• **Исходный текст**
_ _ _ _ _
Всеволод с войском вышел против старшего брата, и они встретились на Волыни, но здесь вместо боя у братьев произошло самое сердечное примирение, после чего поляки были отпущены домой, Изяслав направился к Киеву, а Всеволод должен был сесть в Чернигове.
Это примирение двух оставшихся в живых сыновей Ярослава Мудрого не принесло, однако, мира Русской земле.
Усобицу подняли опять князья-изгои. Мы видели, что младшие сыновья Ярослава, Вячеслав и Игорь, недолго пережили отца, и волости, где они сидели, перешли по их смерти трем старшим Ярославичам. Теперь дети Вячеслава и Игоря, оставшись за смертью отцов изгоями, подросли и сами стали промышлять себе волости.
В то самое время, когда происходило на Волыни трогательное примирение старых князей Изяслава и Всеволода, молодой их племянник, сын покойного Вячеслава, Борис неожиданно напал с собранной им дружиной на Чернигов и овладел им. Затем, просидевши в нем восемь дней, он бежал в Тмутаракань к двоюродному брату Роману Святославичу, так как узнал о состоявшемся примирении Изяслава и Всеволода и, конечно, понял, что оба старых дяди, действуя вместе, не дадут ему удержаться в Чернигове.
Сев вновь после вторичного своего изгнания в Киеве, Изяслав, видимо, не мог забыть обид, нанесенных ему покойным братом Святославом, так как стал переносить свой гнев на его сыновей. Скоро Глеб Святославич был изгнан из Новгорода и погиб затем далеко на севере, в стране Чуди Заволоцкой, а Олег был выведен Изяславом из Владимира-Волынского, где сидел до этого».
_ _ _ _ _
• **Исходные данные**

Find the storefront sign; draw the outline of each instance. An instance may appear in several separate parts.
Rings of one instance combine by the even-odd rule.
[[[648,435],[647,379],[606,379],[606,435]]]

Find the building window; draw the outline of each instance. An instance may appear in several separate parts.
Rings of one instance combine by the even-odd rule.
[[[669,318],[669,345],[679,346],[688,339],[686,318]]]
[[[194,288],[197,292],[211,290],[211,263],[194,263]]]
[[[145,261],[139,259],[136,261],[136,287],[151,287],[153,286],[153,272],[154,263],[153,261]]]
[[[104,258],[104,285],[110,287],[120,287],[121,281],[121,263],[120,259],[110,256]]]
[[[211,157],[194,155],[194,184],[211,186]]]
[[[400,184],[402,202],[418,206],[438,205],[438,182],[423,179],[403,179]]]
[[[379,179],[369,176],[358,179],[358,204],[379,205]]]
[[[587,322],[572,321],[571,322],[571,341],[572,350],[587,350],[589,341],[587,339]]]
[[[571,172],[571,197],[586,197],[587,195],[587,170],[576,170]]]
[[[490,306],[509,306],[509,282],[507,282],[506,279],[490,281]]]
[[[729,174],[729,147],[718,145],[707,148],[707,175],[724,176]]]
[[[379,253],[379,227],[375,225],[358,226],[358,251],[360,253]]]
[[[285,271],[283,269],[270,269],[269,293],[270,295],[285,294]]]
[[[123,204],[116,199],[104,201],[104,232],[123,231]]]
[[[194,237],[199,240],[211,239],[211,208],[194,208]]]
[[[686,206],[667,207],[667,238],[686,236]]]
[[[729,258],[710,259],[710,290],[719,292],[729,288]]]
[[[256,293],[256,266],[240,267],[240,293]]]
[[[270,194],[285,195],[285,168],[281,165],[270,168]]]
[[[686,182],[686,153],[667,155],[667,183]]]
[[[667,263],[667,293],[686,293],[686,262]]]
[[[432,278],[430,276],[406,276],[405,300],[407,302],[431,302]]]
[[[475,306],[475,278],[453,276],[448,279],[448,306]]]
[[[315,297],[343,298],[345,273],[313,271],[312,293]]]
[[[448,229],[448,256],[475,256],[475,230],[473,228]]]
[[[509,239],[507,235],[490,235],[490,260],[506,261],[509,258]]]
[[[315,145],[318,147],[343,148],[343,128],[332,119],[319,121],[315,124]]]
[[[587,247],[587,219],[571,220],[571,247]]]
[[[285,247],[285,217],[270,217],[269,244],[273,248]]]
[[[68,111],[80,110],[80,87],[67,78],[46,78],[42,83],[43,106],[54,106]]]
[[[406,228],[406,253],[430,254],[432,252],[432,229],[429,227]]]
_ _ _ _ _
• **Что нужно сделать**
(A) Верните без изменений фрагмент исходного текста от слов «Всеволод с войском» до слов «мира Русской земле.» включительно.
(B) Куда, согласно исходному тексту, бежал Борис, сын Вячеслава, после восьми дней в Чернигове?

• **Решения заданий**
(A)
Всеволод с войском вышел против старшего брата, и они встретились на Волыни, но здесь вместо боя у братьев произошло самое сердечное примирение, после чего поляки были отпущены домой, Изяслав направился к Киеву, а Всеволод должен был сесть в Чернигове.
Это примирение двух оставшихся в живых сыновей Ярослава Мудрого не принесло, однако, мира Русской земле.

(B) В Тмутаракань, к двоюродному брату Роману Святославичу.